Reproduce the rows from the line containing "Find every instance of the white" through the last row, inclusive, with the requests included. Shift every coordinate in the answer points by adding 123 to it, and leave the sample points in the requests unchanged.

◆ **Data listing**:
--- --- ---
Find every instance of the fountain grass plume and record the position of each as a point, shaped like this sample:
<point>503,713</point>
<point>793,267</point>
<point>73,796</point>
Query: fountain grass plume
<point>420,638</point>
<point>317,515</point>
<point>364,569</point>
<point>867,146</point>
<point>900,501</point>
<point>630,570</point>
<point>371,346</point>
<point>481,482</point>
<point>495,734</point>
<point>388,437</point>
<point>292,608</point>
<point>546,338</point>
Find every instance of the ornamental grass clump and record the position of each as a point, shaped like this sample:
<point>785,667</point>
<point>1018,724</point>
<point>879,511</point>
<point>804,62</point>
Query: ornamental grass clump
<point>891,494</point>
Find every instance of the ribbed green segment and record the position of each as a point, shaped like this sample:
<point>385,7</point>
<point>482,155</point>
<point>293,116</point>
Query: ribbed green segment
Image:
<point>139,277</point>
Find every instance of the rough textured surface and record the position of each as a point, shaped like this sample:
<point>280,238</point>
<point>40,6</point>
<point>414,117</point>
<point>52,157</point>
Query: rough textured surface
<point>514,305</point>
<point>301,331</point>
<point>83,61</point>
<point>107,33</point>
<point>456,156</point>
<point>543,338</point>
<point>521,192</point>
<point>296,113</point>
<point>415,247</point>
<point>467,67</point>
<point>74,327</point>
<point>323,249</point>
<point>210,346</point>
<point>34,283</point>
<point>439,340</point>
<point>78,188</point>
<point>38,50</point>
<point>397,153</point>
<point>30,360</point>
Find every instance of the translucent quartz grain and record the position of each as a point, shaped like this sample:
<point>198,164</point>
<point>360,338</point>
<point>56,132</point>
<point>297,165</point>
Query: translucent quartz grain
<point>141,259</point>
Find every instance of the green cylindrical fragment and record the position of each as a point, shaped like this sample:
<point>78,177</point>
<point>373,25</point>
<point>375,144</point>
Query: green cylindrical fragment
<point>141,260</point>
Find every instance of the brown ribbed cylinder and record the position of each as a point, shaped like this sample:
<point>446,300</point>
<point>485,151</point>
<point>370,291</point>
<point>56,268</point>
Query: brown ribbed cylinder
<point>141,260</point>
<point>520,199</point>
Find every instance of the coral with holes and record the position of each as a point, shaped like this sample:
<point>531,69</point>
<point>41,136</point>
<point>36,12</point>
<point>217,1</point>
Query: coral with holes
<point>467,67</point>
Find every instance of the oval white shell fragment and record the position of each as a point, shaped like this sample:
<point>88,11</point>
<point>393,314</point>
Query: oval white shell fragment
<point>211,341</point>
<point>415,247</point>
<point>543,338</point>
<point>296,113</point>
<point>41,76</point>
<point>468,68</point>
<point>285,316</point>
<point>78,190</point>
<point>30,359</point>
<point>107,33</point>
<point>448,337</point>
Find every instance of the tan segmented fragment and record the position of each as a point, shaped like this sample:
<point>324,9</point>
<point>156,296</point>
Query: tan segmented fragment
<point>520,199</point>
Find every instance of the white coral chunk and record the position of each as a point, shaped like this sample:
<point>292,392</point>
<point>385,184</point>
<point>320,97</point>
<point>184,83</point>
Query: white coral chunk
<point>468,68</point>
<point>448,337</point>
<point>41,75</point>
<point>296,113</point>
--- --- ---
◆ **Exercise answer**:
Find every instance of the white coral chunk and record the position of each as a point, shaped like this sample:
<point>292,392</point>
<point>385,184</point>
<point>320,97</point>
<point>184,83</point>
Query: white coral chunk
<point>591,191</point>
<point>571,460</point>
<point>164,198</point>
<point>419,236</point>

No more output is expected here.